Text to read –
Gap between resale value and scrap price for larger tankers narrows to $4m from $10m at the end of 2020, while sale and purchase market also weakens

More than 90 vessels in excess of 34,000 dwt are forecast for scrapping in 2021, compared with only 25 last year, shipbroker says

TANKER scrapping in 2021 is forecast to rise from a 23-year low as poor earnings, regulatory pressure, higher steel prices and the lack of floating storage close the gap between resale and demolition prices.

Three very large crude carriers have already sold for demolition in 2021, according to Paris-based shipbroker BRS, which estimates the rebound will see some 93 tankers above 34,000 dwt sent to breakers’ yards this year.

They include 25 very large crude carriers, 14 suezmaxes, 21 aframax tankers, two long range two vessels and 18 medium-range tankers, the shipbroker said in its weekly Alphatanker newsletter.

Some 25 tankers of more than 34,000 dwt were scrapped in 2020, according to Alphatanker.

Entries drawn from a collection
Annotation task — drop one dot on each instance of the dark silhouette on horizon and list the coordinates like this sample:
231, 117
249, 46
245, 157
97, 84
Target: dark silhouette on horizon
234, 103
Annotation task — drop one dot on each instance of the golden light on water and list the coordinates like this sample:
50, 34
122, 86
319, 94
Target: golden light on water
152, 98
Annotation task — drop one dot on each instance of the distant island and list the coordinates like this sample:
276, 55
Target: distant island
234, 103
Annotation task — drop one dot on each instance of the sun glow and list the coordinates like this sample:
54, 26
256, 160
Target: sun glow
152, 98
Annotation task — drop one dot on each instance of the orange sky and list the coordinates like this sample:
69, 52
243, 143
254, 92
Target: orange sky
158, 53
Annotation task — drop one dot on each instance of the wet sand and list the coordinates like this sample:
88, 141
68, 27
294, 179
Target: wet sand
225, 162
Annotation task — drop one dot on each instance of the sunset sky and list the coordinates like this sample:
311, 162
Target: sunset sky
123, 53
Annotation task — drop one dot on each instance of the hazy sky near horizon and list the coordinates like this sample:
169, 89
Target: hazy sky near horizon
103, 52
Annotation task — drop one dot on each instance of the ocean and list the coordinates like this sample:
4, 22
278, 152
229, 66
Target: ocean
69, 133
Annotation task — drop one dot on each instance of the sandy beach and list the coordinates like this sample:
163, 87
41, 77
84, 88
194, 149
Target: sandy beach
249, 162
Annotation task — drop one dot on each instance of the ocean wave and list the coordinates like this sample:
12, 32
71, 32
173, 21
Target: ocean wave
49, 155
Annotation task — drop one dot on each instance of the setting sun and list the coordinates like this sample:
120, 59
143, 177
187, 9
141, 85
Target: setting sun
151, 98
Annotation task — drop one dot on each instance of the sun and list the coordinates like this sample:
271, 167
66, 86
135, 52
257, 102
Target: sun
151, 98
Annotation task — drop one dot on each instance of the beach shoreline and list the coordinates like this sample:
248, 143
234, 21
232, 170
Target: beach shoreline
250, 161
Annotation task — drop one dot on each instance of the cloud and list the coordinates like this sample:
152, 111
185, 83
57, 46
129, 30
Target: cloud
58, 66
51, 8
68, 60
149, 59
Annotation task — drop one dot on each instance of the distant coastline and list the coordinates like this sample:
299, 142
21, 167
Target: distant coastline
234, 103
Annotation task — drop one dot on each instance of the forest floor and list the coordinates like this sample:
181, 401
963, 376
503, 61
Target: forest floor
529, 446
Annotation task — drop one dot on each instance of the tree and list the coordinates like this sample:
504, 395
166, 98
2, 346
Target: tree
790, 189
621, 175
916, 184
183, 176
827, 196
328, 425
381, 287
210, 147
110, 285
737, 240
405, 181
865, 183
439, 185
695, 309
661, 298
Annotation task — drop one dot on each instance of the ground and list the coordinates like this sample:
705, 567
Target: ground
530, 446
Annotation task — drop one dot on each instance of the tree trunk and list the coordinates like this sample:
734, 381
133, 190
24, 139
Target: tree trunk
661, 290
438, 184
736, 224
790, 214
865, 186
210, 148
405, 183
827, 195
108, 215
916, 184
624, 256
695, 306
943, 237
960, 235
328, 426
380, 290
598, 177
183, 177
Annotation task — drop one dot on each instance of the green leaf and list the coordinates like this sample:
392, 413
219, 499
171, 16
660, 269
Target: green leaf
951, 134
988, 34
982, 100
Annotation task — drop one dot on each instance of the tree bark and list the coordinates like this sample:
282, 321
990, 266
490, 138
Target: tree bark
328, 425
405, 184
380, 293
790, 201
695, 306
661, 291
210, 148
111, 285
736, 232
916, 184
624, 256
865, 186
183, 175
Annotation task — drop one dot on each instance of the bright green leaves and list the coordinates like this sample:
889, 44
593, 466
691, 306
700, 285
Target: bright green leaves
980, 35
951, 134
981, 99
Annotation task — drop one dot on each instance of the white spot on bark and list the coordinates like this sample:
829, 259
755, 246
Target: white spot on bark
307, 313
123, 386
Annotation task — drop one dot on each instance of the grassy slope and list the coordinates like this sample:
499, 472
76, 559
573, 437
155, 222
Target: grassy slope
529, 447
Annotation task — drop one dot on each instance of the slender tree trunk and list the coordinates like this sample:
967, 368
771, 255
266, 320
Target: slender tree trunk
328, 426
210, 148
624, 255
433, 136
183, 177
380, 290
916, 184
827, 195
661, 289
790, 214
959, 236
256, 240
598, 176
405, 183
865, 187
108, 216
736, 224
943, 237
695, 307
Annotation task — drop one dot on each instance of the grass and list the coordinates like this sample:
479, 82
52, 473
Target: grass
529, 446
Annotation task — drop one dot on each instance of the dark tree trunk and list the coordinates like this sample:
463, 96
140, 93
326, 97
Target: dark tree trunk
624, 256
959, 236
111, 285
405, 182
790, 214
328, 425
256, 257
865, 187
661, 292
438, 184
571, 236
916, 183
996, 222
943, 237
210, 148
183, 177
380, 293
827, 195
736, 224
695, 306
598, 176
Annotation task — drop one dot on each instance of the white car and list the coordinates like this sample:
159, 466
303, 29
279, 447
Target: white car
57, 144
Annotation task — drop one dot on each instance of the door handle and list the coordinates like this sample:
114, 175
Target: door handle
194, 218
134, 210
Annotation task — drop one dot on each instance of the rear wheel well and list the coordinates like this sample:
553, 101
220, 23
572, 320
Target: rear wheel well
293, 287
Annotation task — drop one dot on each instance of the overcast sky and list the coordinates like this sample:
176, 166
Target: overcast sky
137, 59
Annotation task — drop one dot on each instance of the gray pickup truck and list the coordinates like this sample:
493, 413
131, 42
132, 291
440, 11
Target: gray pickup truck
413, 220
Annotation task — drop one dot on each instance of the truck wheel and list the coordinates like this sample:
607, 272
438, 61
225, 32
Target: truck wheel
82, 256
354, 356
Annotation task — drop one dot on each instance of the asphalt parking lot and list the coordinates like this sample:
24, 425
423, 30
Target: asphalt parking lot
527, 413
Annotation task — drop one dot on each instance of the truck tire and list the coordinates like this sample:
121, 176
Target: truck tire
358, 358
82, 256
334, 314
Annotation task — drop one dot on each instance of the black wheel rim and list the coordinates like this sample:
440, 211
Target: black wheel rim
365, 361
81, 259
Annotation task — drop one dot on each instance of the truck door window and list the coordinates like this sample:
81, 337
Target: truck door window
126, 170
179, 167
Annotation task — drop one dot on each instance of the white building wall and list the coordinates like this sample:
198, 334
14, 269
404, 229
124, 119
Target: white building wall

Required task – Can you extract the passage of the tanker scrapping article from "Gap between resale value" to "and demolition prices.", copying it word for word?

Completed task –
Gap between resale value and scrap price for larger tankers narrows to $4m from $10m at the end of 2020, while sale and purchase market also weakens

More than 90 vessels in excess of 34,000 dwt are forecast for scrapping in 2021, compared with only 25 last year, shipbroker says

TANKER scrapping in 2021 is forecast to rise from a 23-year low as poor earnings, regulatory pressure, higher steel prices and the lack of floating storage close the gap between resale and demolition prices.